Provided information
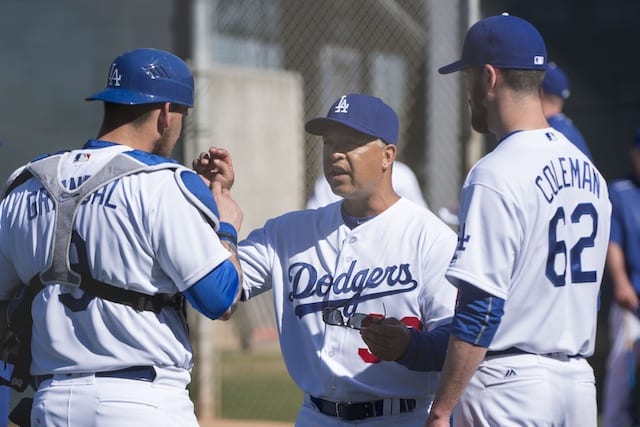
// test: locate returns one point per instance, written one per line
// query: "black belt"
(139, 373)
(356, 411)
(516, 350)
--
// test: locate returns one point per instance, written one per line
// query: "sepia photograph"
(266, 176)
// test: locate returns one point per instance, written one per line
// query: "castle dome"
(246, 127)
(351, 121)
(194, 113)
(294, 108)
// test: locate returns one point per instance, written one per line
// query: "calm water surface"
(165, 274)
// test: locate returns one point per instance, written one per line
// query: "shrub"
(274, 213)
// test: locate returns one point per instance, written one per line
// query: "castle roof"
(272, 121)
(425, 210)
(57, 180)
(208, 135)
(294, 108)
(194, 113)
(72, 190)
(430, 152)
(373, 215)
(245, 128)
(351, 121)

Task brief
How many lines of the records above contain the string "castle"? Give only the number.

Result for this exercise
2